# What is expected
Please give the material again from its start through the line containing "546 513 780 612", changing every "detection pipeline" to "labeling pipeline" and keeping everything else the same. Leave the pictures out of your answer.

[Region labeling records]
__________
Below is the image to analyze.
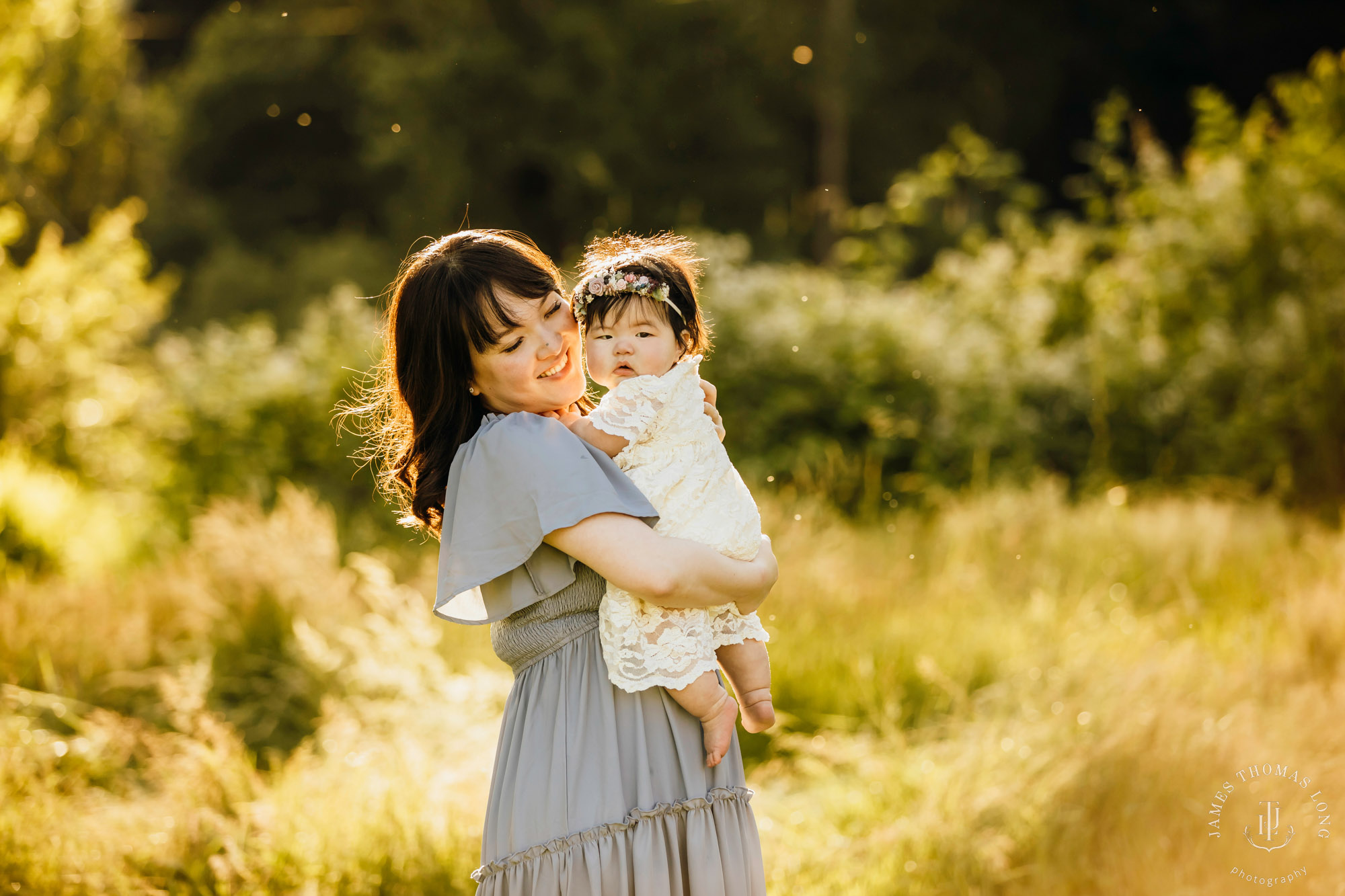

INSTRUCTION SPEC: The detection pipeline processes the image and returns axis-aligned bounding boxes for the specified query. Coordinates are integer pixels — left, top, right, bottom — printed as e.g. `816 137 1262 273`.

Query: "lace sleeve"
589 375 671 445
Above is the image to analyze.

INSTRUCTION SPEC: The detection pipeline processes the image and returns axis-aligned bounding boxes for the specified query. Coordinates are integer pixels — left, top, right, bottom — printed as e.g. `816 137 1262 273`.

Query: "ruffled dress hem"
472 786 755 892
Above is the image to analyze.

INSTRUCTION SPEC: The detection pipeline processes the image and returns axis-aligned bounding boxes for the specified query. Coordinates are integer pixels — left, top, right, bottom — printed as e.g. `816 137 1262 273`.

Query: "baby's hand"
542 405 584 429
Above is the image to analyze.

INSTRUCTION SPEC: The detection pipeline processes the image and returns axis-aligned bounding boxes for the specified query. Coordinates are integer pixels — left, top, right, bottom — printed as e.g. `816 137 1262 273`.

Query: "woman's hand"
736 533 780 614
701 379 725 441
546 513 780 612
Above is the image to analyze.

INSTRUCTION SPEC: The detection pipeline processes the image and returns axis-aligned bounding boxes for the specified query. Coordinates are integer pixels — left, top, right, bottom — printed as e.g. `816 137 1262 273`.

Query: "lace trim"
607 654 720 694
472 787 755 884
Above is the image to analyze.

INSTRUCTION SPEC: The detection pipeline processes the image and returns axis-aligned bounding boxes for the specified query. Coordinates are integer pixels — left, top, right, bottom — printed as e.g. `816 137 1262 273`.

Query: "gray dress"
434 413 765 896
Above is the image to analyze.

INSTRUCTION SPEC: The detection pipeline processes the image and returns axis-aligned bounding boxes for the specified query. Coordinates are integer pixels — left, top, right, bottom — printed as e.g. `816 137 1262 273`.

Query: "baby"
565 235 775 766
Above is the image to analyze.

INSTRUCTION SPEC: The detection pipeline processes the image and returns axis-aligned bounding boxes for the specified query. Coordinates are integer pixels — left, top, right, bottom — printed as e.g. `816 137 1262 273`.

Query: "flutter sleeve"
434 411 658 624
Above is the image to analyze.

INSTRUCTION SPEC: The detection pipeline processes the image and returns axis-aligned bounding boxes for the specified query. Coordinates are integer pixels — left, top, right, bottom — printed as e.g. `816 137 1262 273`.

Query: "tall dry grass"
0 482 1345 895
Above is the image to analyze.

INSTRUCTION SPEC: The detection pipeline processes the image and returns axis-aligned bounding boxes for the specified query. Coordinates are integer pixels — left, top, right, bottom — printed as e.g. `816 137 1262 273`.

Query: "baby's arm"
565 414 631 458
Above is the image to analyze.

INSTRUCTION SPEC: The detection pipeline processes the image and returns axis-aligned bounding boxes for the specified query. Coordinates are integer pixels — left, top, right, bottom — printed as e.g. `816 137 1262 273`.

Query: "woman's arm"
561 414 631 458
546 514 779 614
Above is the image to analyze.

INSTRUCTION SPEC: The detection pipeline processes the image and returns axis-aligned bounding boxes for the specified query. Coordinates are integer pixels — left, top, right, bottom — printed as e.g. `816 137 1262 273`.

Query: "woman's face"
471 290 584 414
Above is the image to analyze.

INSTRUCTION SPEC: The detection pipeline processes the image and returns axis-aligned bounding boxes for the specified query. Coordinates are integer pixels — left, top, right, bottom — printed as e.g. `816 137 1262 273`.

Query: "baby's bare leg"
667 671 738 766
714 639 775 733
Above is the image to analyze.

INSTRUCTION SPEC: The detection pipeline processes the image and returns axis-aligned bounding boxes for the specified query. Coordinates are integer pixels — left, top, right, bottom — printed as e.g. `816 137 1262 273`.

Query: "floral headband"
574 268 686 321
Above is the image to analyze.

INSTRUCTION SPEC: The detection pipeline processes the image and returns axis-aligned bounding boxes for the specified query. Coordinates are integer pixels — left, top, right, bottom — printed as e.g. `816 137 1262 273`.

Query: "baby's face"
584 298 682 389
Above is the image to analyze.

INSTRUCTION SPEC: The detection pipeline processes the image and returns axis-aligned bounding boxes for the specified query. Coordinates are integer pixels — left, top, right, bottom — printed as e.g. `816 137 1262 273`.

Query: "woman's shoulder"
455 410 588 470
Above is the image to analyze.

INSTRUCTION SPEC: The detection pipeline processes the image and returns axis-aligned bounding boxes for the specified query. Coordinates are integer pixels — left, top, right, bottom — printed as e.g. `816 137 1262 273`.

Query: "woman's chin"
545 364 584 407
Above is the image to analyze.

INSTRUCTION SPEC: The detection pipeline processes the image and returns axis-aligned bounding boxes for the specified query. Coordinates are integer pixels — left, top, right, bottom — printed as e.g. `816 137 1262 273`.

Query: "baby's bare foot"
738 688 775 735
701 693 738 768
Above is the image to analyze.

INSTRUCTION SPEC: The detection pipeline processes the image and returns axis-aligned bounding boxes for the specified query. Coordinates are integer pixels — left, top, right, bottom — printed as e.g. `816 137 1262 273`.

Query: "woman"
363 230 776 896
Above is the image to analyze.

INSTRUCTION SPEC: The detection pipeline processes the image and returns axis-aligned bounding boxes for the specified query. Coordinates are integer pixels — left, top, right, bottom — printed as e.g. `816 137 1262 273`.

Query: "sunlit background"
0 0 1345 896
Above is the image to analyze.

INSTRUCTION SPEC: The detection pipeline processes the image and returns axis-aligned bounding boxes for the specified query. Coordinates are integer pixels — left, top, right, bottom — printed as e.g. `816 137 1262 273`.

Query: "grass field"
0 482 1345 895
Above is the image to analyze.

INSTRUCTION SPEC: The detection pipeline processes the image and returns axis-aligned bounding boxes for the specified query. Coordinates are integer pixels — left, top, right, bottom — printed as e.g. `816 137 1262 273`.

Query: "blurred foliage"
0 0 143 255
0 481 1345 896
0 190 391 575
134 0 1124 323
706 52 1345 514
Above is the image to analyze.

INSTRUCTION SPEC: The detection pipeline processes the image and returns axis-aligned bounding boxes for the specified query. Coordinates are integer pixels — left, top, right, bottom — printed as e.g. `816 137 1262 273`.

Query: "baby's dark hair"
574 233 710 355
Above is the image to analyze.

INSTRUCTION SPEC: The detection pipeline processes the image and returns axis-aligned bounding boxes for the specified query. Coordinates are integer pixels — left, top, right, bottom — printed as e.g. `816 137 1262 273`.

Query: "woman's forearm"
546 514 776 612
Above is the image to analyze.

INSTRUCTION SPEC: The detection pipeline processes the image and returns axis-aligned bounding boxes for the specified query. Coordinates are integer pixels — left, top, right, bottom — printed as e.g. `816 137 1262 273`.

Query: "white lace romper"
589 355 769 692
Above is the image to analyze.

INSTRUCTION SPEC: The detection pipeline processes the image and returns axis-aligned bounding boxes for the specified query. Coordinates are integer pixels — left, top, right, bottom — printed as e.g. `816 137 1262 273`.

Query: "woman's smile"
537 345 574 379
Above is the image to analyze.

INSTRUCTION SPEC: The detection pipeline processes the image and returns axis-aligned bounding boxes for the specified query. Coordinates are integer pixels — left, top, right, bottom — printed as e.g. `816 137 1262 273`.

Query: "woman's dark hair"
574 233 710 355
338 230 576 537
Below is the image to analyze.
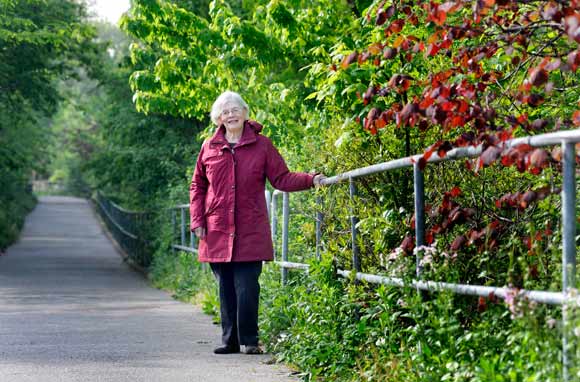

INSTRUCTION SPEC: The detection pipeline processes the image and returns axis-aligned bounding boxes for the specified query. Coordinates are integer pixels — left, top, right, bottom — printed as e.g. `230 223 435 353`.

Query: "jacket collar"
209 120 262 149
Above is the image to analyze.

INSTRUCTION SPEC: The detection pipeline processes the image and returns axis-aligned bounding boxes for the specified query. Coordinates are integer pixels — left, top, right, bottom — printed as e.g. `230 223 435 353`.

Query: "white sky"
89 0 130 25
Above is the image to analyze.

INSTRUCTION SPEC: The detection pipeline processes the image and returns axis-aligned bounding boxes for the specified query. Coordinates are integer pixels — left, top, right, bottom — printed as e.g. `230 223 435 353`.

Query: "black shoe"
213 345 240 354
244 345 264 354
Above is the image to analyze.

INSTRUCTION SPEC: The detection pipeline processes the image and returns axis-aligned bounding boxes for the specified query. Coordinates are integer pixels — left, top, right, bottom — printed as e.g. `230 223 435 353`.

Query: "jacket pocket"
205 206 227 232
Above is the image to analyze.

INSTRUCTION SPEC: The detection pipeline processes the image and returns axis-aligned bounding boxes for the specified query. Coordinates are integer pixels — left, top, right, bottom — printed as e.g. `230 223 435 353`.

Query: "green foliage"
31 0 578 381
0 0 100 249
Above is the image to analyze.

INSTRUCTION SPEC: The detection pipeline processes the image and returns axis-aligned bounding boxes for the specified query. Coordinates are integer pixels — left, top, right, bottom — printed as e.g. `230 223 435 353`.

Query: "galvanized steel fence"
94 193 152 269
172 129 580 381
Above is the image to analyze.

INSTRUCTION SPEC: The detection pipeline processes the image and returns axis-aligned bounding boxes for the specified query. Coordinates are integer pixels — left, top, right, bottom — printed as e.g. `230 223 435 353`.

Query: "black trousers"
210 261 262 347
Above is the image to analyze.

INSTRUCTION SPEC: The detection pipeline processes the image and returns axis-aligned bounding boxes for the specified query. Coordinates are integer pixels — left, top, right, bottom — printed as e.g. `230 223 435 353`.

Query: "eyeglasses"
220 107 242 117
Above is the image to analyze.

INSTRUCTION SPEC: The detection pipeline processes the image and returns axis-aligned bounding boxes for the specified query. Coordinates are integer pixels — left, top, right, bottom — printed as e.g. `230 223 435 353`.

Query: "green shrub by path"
0 181 37 251
151 245 561 382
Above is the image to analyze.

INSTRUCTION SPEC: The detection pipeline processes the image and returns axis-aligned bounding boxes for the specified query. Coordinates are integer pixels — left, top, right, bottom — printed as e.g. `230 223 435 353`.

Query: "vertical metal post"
316 196 322 261
282 192 290 285
266 190 272 219
413 163 425 278
171 208 177 253
270 193 278 251
180 208 185 247
562 142 576 381
348 178 361 272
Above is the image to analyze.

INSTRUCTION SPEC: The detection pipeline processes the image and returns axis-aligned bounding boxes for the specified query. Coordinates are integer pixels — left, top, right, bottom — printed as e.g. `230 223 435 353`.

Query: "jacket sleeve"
189 144 209 231
266 139 314 192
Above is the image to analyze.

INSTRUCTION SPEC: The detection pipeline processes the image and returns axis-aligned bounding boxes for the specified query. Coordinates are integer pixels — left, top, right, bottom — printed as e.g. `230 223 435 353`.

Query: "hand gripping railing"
173 129 580 381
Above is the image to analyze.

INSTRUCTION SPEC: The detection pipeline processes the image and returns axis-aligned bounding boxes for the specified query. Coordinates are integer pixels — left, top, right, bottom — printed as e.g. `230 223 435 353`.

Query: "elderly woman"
189 91 324 354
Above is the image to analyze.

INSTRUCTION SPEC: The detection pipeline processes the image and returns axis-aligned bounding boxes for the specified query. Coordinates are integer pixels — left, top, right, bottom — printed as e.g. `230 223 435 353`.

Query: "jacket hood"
244 119 263 133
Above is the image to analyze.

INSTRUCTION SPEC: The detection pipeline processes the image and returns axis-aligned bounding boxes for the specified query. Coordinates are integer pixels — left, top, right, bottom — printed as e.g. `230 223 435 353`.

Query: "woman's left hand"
312 174 326 187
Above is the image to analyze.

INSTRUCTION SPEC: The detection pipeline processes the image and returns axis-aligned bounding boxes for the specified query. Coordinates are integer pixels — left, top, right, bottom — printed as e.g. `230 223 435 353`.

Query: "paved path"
0 197 296 382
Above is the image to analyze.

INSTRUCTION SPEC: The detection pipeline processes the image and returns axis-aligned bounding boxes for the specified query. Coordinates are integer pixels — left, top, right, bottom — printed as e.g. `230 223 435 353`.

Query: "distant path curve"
0 197 297 382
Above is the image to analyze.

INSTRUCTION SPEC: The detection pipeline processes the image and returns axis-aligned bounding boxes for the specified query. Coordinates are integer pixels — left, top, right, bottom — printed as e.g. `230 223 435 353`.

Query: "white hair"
210 90 250 125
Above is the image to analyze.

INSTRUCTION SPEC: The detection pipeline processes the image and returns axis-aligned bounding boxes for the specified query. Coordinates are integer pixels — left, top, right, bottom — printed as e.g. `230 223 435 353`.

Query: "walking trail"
0 197 297 382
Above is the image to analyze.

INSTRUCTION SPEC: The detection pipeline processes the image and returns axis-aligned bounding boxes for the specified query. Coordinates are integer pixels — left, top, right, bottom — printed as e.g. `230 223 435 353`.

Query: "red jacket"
189 121 314 262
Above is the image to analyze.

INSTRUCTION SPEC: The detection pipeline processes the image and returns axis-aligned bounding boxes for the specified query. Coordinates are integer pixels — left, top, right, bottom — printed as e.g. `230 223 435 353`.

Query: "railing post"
348 177 361 272
282 192 290 285
413 163 425 279
171 208 177 253
562 142 576 381
316 196 322 261
180 208 185 247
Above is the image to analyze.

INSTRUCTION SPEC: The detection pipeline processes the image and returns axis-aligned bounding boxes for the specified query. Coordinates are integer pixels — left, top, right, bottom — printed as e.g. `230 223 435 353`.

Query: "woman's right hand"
193 227 206 239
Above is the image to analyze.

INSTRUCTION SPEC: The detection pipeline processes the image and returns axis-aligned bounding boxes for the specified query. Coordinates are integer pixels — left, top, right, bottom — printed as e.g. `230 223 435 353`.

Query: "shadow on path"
0 197 296 382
__________
# Final result
Below is the image to analyze.

INSTRUCTION SPEC: The labeling pipeline processes the image and returns axis-aligned bounding boxes for the specified query. Coordinates are integer pixels — left, top, right, bottom — printed as e.g. `816 137 1262 273`.

Query: "lace sleeve"
589 375 671 445
Above is the image to analyze.

INSTRUCTION SPEC: The labeling pipeline processes the image and returns axis-aligned bounding boxes for the specified query. Coordinates are integer pixels — left, top, right, bottom — printed as e.g. `816 137 1262 273`.

Query: "ruffled dress hem"
472 786 755 892
Above is the image to analyze.

INSTRUCTION SPEC: The labeling pipeline processes the image and returns axis-aligned bounding boxes for the specified query. Coordinates are integer pixels — left, top, right, bottom — printed as e.g. `816 137 1262 273`.

Query: "baby's hand"
542 405 584 429
Above is the image to analyze.

INSTRUCTION SPEC: The labeling pipeline processes the image and returns axis-aligned bounding boxes for the specified query. Coordinates are integer pixels — left, top, right, bottom — printed as e.g. `816 137 1262 273`.

Query: "woman's hand"
736 533 780 614
701 379 725 441
546 513 780 612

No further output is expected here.